* _PROBLEM DETAILS_: Return the lines of the entries below that start at the line containing "Practice. Locate the overcast" and end at the line containing "Target: overcast sky", both included, copying them unchanged.

[Pointing records]
_ _ _ _ _
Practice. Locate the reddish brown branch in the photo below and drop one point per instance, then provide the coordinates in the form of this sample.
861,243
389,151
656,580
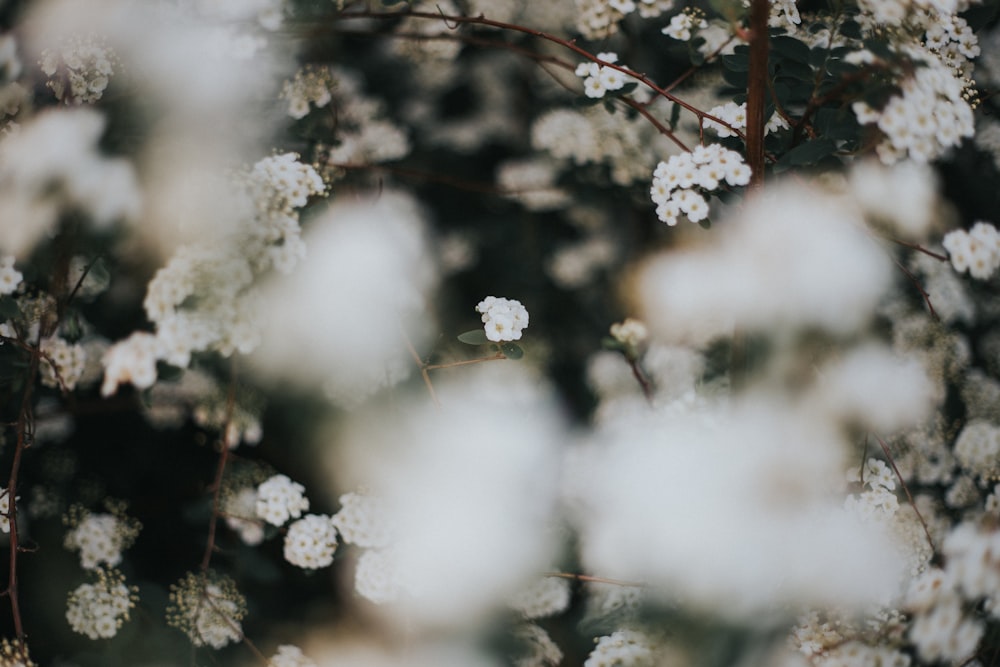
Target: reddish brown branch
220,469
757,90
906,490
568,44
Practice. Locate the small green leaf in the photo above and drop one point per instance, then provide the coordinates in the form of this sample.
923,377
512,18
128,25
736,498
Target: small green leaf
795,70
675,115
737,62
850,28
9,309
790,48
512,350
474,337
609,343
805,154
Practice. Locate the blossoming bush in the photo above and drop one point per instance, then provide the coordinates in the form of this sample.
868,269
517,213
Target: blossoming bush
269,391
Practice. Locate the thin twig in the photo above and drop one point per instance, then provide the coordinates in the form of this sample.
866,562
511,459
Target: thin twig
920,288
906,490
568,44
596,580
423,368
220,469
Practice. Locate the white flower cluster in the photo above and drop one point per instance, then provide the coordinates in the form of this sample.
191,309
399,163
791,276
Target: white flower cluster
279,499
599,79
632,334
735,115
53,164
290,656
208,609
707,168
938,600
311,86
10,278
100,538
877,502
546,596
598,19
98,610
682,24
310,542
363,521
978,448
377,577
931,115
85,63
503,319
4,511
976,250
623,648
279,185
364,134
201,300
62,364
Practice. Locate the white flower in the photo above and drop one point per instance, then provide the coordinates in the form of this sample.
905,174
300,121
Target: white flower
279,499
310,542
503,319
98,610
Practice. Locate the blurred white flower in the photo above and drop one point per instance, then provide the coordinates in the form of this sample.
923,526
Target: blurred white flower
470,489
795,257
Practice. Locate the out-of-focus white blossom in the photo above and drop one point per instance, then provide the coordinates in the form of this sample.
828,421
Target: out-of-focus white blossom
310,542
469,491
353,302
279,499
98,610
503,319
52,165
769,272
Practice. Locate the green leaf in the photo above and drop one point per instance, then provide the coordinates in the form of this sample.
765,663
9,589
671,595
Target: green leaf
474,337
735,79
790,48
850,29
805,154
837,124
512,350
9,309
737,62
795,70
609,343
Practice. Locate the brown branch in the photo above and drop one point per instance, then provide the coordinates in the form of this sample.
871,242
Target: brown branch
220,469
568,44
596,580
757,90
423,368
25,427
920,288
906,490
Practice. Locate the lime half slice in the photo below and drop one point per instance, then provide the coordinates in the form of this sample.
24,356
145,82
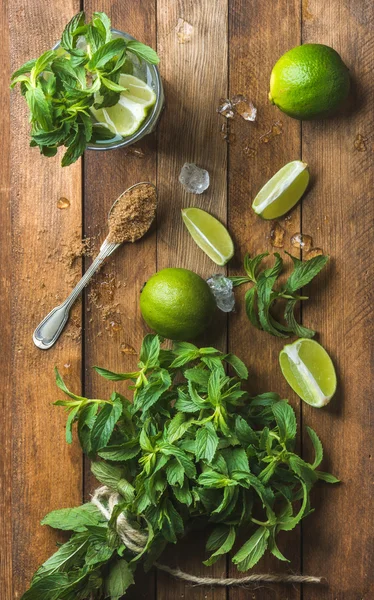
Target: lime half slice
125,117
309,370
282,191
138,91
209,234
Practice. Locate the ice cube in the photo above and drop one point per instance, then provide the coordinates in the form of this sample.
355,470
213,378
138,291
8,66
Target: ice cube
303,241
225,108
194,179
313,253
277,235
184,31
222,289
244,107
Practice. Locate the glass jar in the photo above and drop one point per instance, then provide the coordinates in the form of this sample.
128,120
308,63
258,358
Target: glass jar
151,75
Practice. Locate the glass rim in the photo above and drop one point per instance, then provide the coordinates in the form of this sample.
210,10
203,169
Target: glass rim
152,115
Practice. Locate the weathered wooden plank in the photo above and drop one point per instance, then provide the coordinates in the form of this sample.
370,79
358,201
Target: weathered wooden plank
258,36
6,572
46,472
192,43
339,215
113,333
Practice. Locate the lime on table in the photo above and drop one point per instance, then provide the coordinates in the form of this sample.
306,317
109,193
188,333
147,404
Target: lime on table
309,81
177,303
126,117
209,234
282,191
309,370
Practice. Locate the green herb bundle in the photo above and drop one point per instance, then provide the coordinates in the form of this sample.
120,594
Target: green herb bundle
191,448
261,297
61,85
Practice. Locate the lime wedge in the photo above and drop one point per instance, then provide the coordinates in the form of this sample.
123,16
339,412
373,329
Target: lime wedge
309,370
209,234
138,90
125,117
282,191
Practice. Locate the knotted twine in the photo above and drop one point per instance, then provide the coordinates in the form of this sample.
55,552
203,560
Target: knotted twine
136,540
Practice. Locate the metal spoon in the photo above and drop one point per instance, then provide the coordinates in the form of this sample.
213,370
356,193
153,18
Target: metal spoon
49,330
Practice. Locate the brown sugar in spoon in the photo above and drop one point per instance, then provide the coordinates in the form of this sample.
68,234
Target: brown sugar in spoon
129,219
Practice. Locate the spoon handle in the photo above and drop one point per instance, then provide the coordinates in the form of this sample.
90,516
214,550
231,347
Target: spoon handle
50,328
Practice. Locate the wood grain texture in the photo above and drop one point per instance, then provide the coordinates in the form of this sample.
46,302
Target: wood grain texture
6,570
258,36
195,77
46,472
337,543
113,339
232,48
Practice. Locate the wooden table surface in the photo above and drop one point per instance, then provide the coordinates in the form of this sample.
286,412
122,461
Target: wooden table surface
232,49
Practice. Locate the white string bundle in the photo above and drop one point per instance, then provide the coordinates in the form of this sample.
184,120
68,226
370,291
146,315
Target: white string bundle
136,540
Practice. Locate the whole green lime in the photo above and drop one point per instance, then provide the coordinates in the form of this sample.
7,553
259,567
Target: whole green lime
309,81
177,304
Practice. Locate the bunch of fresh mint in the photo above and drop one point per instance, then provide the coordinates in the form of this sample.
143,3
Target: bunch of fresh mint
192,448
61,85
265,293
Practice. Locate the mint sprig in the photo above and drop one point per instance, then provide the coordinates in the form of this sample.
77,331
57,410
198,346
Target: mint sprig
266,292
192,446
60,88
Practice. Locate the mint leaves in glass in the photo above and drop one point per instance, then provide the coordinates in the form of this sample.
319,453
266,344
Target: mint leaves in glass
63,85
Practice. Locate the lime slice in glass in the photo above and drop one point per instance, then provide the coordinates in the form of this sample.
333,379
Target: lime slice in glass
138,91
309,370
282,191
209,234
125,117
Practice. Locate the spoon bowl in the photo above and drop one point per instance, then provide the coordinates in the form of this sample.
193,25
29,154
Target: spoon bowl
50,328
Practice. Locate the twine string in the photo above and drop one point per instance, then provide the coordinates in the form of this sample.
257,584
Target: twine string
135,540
_ _ _ _ _
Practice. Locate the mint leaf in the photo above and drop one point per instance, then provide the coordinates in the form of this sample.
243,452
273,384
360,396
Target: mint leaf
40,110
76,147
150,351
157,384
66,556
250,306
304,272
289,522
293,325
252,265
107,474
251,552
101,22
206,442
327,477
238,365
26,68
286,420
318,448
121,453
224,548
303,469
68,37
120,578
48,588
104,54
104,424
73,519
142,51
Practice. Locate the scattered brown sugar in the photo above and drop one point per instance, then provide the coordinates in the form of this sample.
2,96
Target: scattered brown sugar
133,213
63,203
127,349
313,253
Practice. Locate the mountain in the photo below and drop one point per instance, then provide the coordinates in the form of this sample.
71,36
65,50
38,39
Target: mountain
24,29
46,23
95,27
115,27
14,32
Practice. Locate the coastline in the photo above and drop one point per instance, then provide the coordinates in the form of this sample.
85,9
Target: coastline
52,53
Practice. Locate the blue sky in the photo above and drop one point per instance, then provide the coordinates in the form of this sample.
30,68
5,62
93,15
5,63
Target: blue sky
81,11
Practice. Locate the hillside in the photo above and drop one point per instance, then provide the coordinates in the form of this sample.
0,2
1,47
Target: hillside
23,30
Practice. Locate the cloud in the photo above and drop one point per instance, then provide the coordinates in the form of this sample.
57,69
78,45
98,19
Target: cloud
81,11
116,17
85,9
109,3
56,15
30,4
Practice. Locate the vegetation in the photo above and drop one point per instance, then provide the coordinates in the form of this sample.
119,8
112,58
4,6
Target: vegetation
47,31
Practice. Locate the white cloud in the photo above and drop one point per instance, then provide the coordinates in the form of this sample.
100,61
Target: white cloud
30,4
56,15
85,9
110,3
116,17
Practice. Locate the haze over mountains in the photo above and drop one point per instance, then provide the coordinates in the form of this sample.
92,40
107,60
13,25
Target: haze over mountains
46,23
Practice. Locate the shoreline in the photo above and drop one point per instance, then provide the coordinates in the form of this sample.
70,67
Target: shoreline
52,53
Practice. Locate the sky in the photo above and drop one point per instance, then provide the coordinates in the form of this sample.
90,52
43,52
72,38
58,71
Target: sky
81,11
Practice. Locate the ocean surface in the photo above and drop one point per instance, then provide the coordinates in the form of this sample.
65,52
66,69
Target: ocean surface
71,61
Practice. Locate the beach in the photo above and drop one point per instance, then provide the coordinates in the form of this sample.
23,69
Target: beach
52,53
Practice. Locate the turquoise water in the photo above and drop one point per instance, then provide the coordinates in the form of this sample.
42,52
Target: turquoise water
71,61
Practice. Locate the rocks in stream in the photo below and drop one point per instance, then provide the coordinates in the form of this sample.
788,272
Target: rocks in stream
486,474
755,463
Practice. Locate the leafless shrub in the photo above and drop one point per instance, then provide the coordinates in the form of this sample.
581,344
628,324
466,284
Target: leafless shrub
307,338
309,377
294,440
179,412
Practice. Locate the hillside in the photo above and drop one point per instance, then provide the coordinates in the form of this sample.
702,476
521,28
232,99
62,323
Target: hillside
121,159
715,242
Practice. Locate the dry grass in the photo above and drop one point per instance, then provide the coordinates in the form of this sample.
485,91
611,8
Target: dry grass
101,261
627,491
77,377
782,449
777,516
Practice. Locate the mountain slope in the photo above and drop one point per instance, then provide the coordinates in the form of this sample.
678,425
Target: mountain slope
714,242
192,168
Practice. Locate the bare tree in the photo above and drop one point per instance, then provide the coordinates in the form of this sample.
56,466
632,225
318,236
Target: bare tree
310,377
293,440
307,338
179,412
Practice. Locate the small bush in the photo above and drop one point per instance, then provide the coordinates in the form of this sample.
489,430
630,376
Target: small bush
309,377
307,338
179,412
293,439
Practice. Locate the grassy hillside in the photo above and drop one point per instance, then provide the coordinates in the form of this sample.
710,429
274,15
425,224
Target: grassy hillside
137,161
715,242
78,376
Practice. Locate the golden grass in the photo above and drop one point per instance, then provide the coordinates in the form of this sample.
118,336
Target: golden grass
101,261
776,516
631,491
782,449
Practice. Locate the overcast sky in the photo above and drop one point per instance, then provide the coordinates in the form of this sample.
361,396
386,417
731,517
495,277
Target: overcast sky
_ _ _ _ _
* _EXPECTED ANSWER_:
Practice. Locate the overcast sky in the photo above and drop one point per instance, then provide the coordinates in the form of this sample.
361,396
386,417
731,517
495,277
Target: overcast sky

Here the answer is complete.